(Directions for this task) Please rename "segmenter" to "outliner" throughout the entries below, changing nothing else, and omit the pictures from your copy.

Outline records for named regions
-------
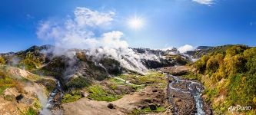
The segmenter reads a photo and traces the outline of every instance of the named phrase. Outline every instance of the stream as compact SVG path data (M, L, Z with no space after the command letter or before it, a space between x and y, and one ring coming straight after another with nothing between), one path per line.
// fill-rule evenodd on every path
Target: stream
M190 94L192 95L196 107L196 115L205 114L203 107L203 100L201 98L201 94L204 91L204 86L199 83L181 80L178 77L168 74L169 78L172 78L171 82L169 83L169 90L176 91L181 94ZM171 92L170 92L171 93ZM173 102L172 102L173 103ZM177 107L175 105L175 114L178 114Z
M62 98L63 90L60 80L56 79L56 87L50 94L46 106L40 111L40 115L62 115Z

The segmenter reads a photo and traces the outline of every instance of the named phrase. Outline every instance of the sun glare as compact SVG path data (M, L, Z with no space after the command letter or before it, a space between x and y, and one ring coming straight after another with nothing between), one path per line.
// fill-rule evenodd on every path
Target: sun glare
M131 28L135 30L141 29L143 27L143 19L138 17L133 17L128 21L128 25Z

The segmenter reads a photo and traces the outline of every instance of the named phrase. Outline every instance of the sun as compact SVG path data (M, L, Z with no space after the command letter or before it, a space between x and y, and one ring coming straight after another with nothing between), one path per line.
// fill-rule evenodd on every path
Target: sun
M128 19L128 24L131 28L135 29L135 30L139 30L143 27L144 21L143 21L142 18L135 16L135 17Z

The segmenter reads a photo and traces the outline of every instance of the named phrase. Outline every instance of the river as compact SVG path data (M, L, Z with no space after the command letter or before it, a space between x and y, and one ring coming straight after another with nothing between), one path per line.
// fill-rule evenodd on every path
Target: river
M181 80L178 77L168 74L169 78L171 79L169 82L169 93L171 94L173 91L178 92L181 94L191 94L194 98L196 107L196 115L204 115L205 114L204 111L203 100L201 98L201 94L204 91L204 86L199 83ZM170 97L171 98L171 97ZM172 100L172 104L174 104L175 114L178 114L177 112L178 108L175 106Z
-------
(Exercise solution)
The outliner reads a photo and traces the outline of every instance of the named phrase. Outline every instance of the stream as compact SVG path data (M, L, Z with no space after the command letter or before it, a space between x and y, and one ring coming straight after another with nothing between), one path per line.
// fill-rule evenodd on every path
Target: stream
M190 94L192 95L196 107L196 115L205 114L203 107L203 100L201 98L201 94L204 91L204 86L199 83L181 80L178 77L168 74L169 78L172 78L171 82L169 83L169 90L176 91L181 94ZM171 92L170 92L171 93ZM173 102L172 102L173 103ZM177 107L175 105L175 114L178 114Z
M62 98L63 90L60 80L56 79L56 87L50 94L46 106L40 111L40 115L62 115Z

The outliner reads a photo and traces the outline of every instance of the named phrase. Outline every instance of the sun glare as compact SVG path data (M, L, Z with no space after the command letter or before it, a space between x and y, and one ring coming straight after another with nothing between), one path per line.
// fill-rule evenodd on every path
Target: sun glare
M131 28L135 30L141 29L143 27L143 19L138 17L133 17L128 21L128 25Z

The outliner reads a photo and traces the outline of every instance of the named phrase. Outline every instance of the sun as compact SVG path data (M, L, Z with no space after the command letter or before it, a space between x and y, and one ring coming straight after another with nothing between), one path per line.
// fill-rule evenodd on every path
Target: sun
M128 19L128 24L131 28L135 29L135 30L139 30L143 27L144 21L143 21L142 18L135 16L135 17Z

The outliner reads a photo and traces the outline of every instance of the named phrase. Outline every instance of the river as compact SVG path data (M, L, Z with no space after the command letter or before it, a space between x and y, and one ring coming straight after another with nothing between), one path per line.
// fill-rule evenodd on every path
Target: river
M181 80L178 77L168 74L169 78L171 79L169 82L169 93L171 94L173 91L178 92L181 94L191 94L194 98L196 107L196 115L204 115L205 114L204 111L203 100L201 98L201 94L204 91L204 86L199 83ZM170 97L171 98L171 97ZM172 100L172 104L174 104L175 114L178 114L177 112L178 108L175 106Z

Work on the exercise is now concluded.